Selected extract
__________________________________________________
India’s Internet Curbs Under Legal Cloud
India’s crackdown on the Internet has caused much debate. But was it legal?
This article by Rumman Ahmed and R Jai Krishna was published in Wall Street Journal on August 25, 2012. Pranesh Prakash is quoted.
India’s government says its moves this week to block websites, Twitter accounts and news portals was necessary to reduce simmering tensions over ethnic violence in the northeast of the country.
Authorities have far-reaching powers to do just that, laid down in rules framed in April 2011 under the country’s controversial new IT law.
But those rules state authorities must give companies 48 hours notice before blocking Web pages. In cases of emergency, New Delhi can block first and inform a special government committee within 48 hours. That committee must notify the blocked sites.
Many of the sites that India blocked or sought to block, including Twitter accounts of anti-government commentators and mainstream news organizations, say they were given no forewarning of the actions and weren’t contacted afterwards, either.
__________________________________________________
The data
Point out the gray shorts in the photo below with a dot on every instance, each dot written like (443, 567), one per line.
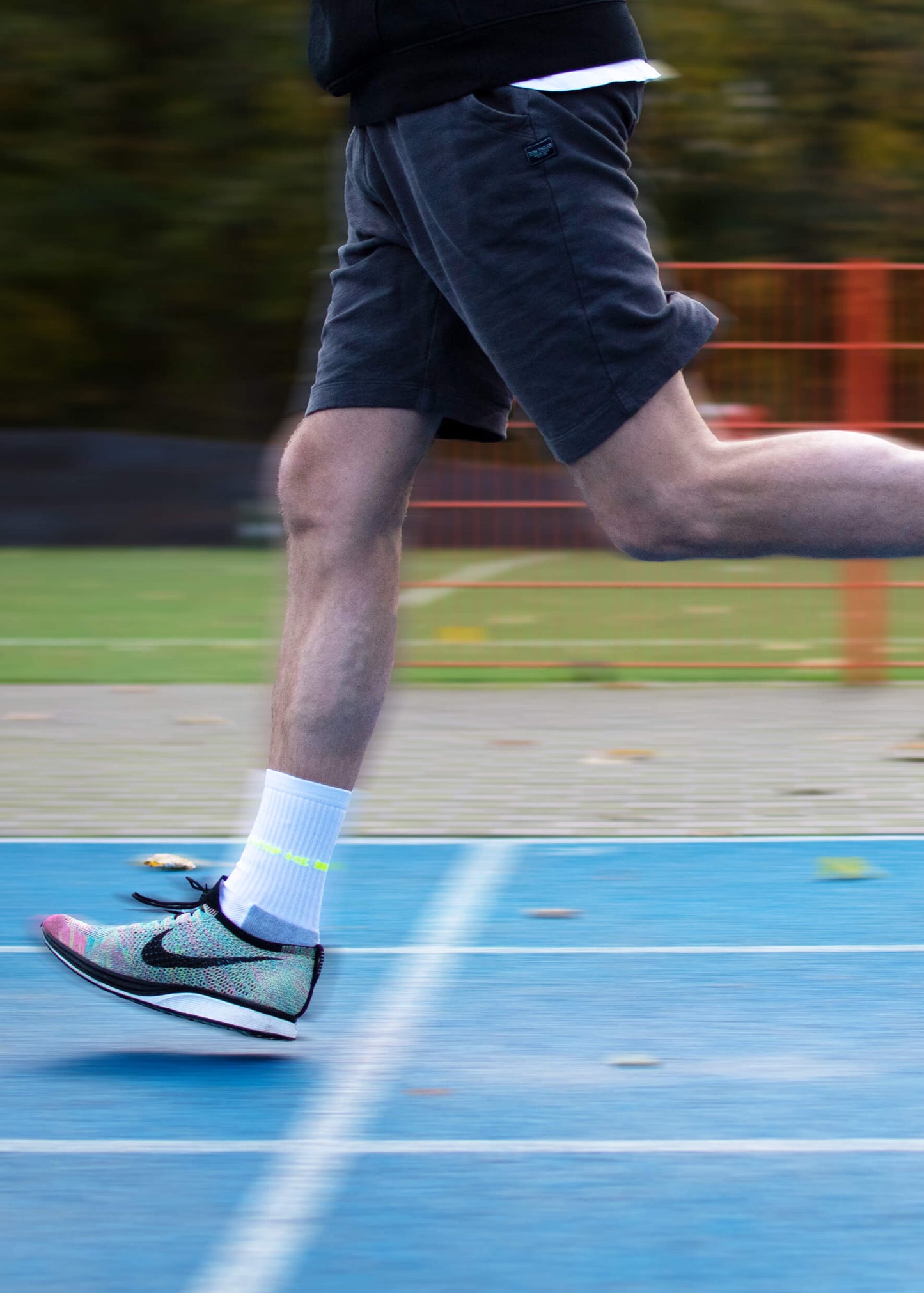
(496, 251)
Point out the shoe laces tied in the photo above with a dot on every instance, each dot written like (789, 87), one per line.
(207, 894)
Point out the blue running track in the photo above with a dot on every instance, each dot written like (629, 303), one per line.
(453, 1119)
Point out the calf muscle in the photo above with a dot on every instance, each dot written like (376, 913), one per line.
(663, 488)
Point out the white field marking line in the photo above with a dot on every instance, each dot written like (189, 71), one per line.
(356, 1147)
(282, 1216)
(136, 641)
(411, 598)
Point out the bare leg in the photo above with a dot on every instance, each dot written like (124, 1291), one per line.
(664, 488)
(344, 484)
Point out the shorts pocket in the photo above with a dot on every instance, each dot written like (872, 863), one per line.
(499, 107)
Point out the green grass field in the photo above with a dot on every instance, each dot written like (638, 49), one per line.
(158, 616)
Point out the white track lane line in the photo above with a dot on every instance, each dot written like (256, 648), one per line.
(357, 1147)
(762, 950)
(281, 1218)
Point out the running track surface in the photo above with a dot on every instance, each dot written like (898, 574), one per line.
(450, 1120)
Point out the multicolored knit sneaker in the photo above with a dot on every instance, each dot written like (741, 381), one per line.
(194, 964)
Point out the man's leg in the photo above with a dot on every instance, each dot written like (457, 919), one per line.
(344, 485)
(664, 489)
(246, 956)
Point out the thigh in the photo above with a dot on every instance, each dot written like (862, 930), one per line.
(521, 208)
(391, 338)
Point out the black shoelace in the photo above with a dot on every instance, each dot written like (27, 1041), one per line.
(207, 894)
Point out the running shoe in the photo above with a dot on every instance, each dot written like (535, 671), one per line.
(194, 964)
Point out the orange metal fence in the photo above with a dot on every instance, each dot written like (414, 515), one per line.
(800, 347)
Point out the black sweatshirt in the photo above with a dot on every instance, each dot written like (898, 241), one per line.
(398, 56)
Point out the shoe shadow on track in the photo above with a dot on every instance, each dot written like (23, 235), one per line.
(173, 1067)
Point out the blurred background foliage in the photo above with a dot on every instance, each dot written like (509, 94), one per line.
(166, 183)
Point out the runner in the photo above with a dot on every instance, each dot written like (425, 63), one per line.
(494, 251)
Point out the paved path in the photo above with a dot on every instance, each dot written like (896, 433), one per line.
(545, 760)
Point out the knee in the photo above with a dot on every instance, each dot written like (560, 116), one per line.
(327, 494)
(671, 521)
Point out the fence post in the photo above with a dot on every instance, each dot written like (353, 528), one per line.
(866, 386)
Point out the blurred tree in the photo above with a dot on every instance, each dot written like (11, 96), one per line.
(795, 130)
(164, 173)
(164, 203)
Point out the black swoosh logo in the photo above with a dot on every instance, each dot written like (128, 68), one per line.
(155, 955)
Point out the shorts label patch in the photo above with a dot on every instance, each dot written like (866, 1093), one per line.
(540, 152)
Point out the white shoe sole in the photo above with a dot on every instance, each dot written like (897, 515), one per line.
(193, 1005)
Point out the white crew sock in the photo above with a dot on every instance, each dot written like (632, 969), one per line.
(274, 891)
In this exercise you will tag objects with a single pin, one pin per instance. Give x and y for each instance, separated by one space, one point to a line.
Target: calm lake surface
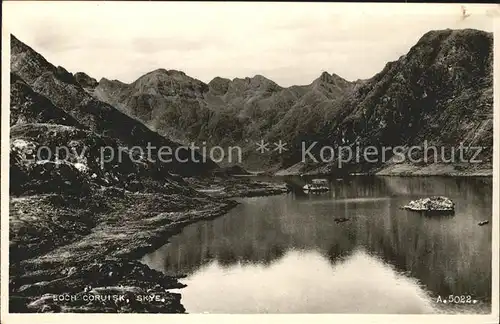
286 254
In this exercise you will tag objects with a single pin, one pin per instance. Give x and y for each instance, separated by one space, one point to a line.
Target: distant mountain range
440 91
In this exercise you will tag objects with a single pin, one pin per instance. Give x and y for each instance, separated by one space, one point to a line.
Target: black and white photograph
249 158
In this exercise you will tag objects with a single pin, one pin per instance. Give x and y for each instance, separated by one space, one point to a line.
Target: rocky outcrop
440 91
432 204
224 112
86 81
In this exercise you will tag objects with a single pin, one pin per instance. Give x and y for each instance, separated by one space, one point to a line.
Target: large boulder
432 204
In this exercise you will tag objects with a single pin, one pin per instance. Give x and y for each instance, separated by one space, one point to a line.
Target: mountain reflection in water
286 253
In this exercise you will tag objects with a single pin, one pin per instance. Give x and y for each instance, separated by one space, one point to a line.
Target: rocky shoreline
78 254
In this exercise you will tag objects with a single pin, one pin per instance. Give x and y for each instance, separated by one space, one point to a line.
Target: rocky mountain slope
65 92
224 112
441 92
79 218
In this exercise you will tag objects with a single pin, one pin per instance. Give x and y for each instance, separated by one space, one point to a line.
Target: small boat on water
317 185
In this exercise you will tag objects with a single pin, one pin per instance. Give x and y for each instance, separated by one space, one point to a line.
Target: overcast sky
290 43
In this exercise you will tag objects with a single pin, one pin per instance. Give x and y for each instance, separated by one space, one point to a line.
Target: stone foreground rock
435 204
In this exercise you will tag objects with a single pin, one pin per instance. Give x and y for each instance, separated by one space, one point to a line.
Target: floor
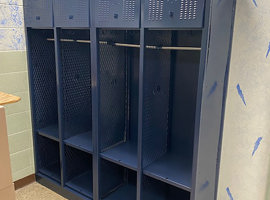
__________________________________________________
Things to do
1. Decide whether each statement agrees with the article on India's Internet curbs, answering yes or no and quoting the deciding words. (a) The rules granting these powers were framed in April 2011. (b) The rules require authorities to give companies 24 hours notice before blocking Web pages. (c) A special government committee must notify the blocked sites.
2. Extend the article on India's Internet curbs, beginning after its final sentence.

Responses
1.
(a) Yes: "laid down in rules framed in April 2011 under the country’s controversial new IT law."
(b) No: "those rules state authorities must give companies 48 hours notice before blocking Web pages."
(c) Yes: "That committee must notify the blocked sites."

2.
Indian news website Firstpost.com and Kanchan Gupta, a newspaper columnist who is critical of the government, were among those who faced blocks. Mr. Gupta and First Post Editor-in-Chief R. Jagannathan both said they were not contacted by the government either before or after the blocks.
The Home Ministry this week provided lists of around 300 web pages, including Twitter accounts and news stories, to the Ministry of Communications and IT, which then ordered Internet Service Providers to block them.
Kuldeep Dhatwalia, a Home Ministry spokesman, confirmed the lists. The government, he said, was not bound to give notice in an emergency situation.
The government’s reading of the IT law is unlikely to win it any friends among those who say the government is curtailing Internet freedoms.
“It seems the government is yet to have a well planned strategy in place to counter threats to public security and law and order events arising out of viral distribution of malicious content via social media networks,” said Anirban Banerjee, an associate vice president at CyberMedia Research, a New Delhi-based information technology research firm.
India’s government has defended its conduct by saying the blocked Web pages and Twitter handles were inciting communal hatred amid recent violence between Muslims and northeasterners in the state of Assam that has cost almost 80 lives.
The government says some off the sites hosted fake pictures purporting to show violence against Muslims in Assam. In fact, many of these pictures showed Muslim refugees from Myanmar, authorities say.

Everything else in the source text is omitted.